-- start of Document section --

We chatted with Joel about programs in Sanikiluaq as well as their work across the north with their innovative approaches combining Indigenous knowledge and technology with SIKU: The Indigenous Knowledge Social Network.

Eider ducks diving

 

Joel, let's go back to the start of this great work. Can you tell us about why you chose the Eider Duck for your PhD and what attracted you to the Canadian Arctic?

I was at a seminar at MUN where I heard about Sanikiluaq and the unique sea ice habitats, polynyas, that are kept open like oases in the sea ice all winter by currents, where animals like eiders overwinter. I had been working with Bill Montevecchi for my masters work at Cape St. Mary's and in Labrador on Harlequin Ducks and raptors, and had all these big geeky ecology questions that I wanted answers to - that got me keen to go to the Arctic in the middle of the winter, even more so than the eider ducks; but the eiders are pretty cool too haha. They swallow sea urchins whole, so they’re pretty tough and really amazing to watch.

Asides for all the scientific and academic work you did,  what did you learn from that time spent in the arctic?

-- end of Document section --
-- start of Records --

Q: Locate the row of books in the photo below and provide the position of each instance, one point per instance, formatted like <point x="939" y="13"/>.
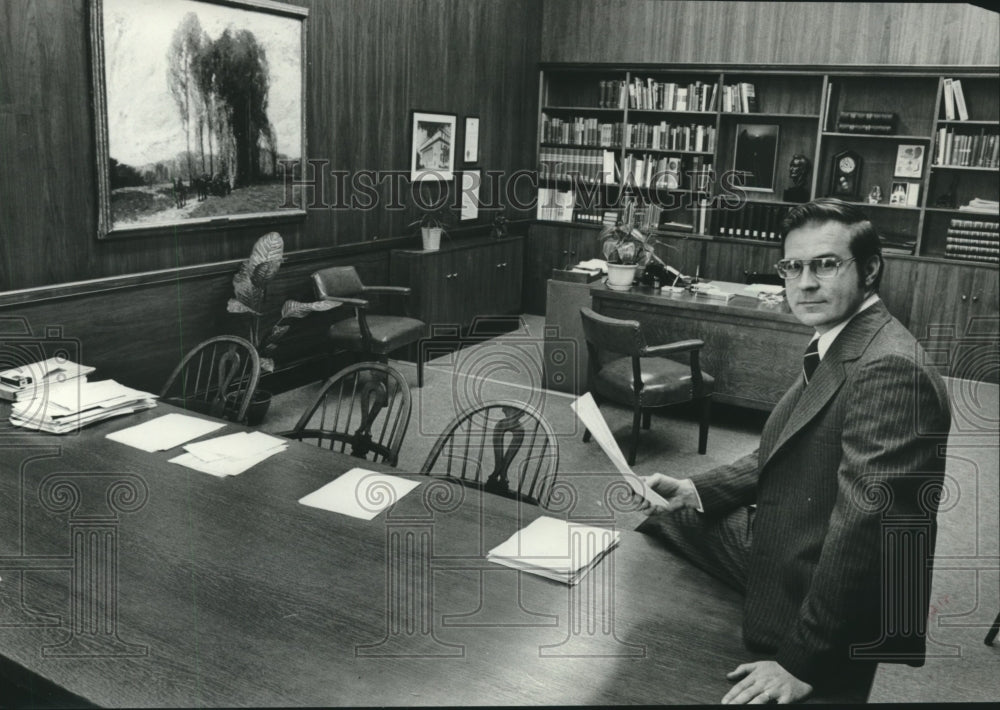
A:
<point x="667" y="172"/>
<point x="973" y="240"/>
<point x="754" y="220"/>
<point x="589" y="165"/>
<point x="580" y="130"/>
<point x="982" y="151"/>
<point x="872" y="122"/>
<point x="954" y="100"/>
<point x="651" y="95"/>
<point x="739" y="98"/>
<point x="665" y="136"/>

-- end of Records --

• _Required work_: Write the next part of the interview about eider ducks and sea ice in Sanikiluaq, starting after its final question. The material has no connection to the interview.

• _Task response_:
I learned way more from Inuit hunters about ecology than I did in academics, and that was really what kept me up north and led me down this totally different path. I’ve had the chance to learn from some of the best Inuit hunters in town about sea ice, Inuit knowledge, ice terminology, and wildlife and ecology. It’s been a huge privilege, and a big part of my job is finding ways to pay that forward to help create space, bring in funding for hunters to lead environmental monitoring programs, and for Inuit youth to go out with hunters, as well as working with Lucassie and other regional Indigenous organizations to support a stronger role for Indigenous knowledge in government and academic circles where it hasn’t always been given the respect it deserves. 

 

 

Can you tell us more about the Arctic Eider Society, its purpose and how it came about?

Sanikiluaq is a bit of an anomaly; it is part of Nunavut but far away from the rest of Nunavut, out in the heart of Hudson Bay. Our neighbors are actually Nunavik Inuit in Northern Quebec, and Cree in Eeyou Istchee and Mushkegowuk regions of James Bay. It’s the most complex region of jurisdictional overlap in the Arctic - which meant that Sanikiluaq was often falling through the cracks and they had to think outside the box to get things done. They did a ton of amazing work such as Voices From the Bay that Lucassie helped lead; it brought together all the Cree and Inuit coastal communities to share knowledge and it even won an award from the United Nations related to mobilizing Indigenous knowledge. It was amazing. They did a ton of work clearly articulating long-outstanding priorities around the environment, but in order to move them forward they needed a way to work across the jurisdictional boundaries. That's where the Arctic Eider Society was created as an Indigenous-led administrative structure that could help bring together communities to support capacity for them to lead their own programs and finally start working on some of these priorities.

 

 

You made a 16 time award winning film?! What is your background in filmmaking? Why did you make People of a Feather? Did you ever imagine it would have such success?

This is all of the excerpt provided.